▶ _Stated task a_
Please rewrite the stretch of the home loan text from "The deduction is calculated" through "with specific conditions.", swapping "taxpayer" for "assessee".

▶ _Text shown_
"""

Section 80EEA was introduced in the Union Budget of 2019 with the aim of promoting affordable housing and providing tax relief to first-time homebuyers. The deduction is applicable to individuals who meet certain criteria and have taken a home loan for the purchase of their first residential property.

Tax Benefits on Home Loan (FY 2022-23)

The deduction is calculated as the lower of the actual interest payment or Rs.50,000. 

This deduction is in addition to the exemption under Section 24 if other conditions are met.

 

Example: If the stamp duty value exceeds Rs. 45 lakh, the taxpayer is ineligible for Section 80EEA but can claim a Section 24 exemption of up to Rs. 2,00,000.

Other Sections for Deduction of Interest on Home Loan

  1. Section 24: Exempts interest payments on home loans up to Rs. 2,00,000 under house property income with specific conditions.

  2. Section 80EE: Allows a deduction of Rs. 50,000 for interest on home loans meeting criteria like house value up to Rs. 50 lakh and loan sanction between April 1, 2016, and March 31, 2017.

"""

▶ _Provided entries_

"""

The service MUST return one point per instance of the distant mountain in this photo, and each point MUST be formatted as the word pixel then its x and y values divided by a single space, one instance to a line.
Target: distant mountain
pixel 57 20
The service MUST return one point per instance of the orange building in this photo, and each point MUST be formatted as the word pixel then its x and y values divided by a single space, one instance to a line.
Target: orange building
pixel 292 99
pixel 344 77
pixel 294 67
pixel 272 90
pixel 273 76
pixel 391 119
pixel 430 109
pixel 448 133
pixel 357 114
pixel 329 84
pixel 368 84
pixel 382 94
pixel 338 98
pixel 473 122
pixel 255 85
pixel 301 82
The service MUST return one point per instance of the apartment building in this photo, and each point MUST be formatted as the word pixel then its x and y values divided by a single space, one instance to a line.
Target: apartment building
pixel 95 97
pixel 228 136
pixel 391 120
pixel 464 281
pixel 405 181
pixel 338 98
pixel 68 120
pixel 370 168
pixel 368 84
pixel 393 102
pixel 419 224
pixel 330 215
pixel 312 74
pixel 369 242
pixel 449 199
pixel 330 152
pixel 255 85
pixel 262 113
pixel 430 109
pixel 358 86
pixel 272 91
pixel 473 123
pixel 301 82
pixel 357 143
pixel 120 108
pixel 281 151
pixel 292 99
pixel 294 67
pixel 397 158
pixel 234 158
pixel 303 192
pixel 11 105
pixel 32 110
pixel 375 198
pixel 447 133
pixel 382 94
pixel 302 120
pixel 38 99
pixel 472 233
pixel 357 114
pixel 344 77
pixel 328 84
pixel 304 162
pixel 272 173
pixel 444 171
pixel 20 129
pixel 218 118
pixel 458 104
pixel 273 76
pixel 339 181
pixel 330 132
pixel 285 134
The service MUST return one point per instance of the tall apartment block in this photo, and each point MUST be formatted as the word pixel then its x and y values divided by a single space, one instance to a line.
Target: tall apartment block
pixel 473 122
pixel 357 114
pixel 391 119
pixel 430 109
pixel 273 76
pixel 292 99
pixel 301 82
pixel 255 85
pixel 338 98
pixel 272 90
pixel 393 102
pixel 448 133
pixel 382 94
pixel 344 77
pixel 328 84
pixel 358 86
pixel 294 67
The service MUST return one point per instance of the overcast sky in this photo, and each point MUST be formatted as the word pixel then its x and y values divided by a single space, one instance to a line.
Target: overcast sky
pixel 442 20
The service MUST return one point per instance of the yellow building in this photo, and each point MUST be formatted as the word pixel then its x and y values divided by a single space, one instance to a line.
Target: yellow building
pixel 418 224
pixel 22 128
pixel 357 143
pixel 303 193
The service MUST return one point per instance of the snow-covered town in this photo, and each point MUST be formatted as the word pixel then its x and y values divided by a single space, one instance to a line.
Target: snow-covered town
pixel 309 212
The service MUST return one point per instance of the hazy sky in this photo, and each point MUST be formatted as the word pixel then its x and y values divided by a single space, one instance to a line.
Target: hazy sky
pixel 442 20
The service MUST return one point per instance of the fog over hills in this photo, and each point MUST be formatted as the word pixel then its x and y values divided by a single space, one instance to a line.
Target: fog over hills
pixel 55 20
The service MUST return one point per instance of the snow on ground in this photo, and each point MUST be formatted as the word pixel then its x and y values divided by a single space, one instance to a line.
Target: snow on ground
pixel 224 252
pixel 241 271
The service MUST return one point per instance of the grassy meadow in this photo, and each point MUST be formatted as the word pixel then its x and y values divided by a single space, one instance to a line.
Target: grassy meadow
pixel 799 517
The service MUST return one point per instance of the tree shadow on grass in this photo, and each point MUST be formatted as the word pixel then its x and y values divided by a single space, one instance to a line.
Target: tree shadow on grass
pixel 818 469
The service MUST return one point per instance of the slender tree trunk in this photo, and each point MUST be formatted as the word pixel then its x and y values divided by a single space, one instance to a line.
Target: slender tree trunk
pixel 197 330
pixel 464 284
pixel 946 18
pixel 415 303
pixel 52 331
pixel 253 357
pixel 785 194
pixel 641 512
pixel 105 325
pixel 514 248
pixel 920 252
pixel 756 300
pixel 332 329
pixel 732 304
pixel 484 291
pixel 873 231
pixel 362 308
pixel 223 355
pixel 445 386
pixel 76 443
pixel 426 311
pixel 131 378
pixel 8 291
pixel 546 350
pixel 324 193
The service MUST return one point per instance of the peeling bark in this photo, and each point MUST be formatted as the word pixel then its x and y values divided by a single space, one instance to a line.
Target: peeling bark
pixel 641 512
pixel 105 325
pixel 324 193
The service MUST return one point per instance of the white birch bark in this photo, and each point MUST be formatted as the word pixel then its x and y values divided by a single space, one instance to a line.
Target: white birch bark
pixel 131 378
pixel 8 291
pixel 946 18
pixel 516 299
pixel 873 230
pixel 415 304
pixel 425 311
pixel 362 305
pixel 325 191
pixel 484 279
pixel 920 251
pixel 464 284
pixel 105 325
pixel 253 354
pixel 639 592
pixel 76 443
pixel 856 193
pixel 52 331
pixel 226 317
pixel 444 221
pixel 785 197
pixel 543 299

"""

▶ _Stated task b_
Pull out every line of the listing above that contains the string "tall".

▶ _Full answer a_
The deduction is calculated as the lower of the actual interest payment or Rs.50,000. 

This deduction is in addition to the exemption under Section 24 if other conditions are met.

 

Example: If the stamp duty value exceeds Rs. 45 lakh, the assessee is ineligible for Section 80EEA but can claim a Section 24 exemption of up to Rs. 2,00,000.

Other Sections for Deduction of Interest on Home Loan

  1. Section 24: Exempts interest payments on home loans up to Rs. 2,00,000 under house property income with specific conditions.

▶ _Full answer b_
The service MUST return one point per instance of the tall apartment block in this photo, and each point MUST be formatted as the word pixel then its x and y values divided by a single space, one instance to a line.
Target: tall apartment block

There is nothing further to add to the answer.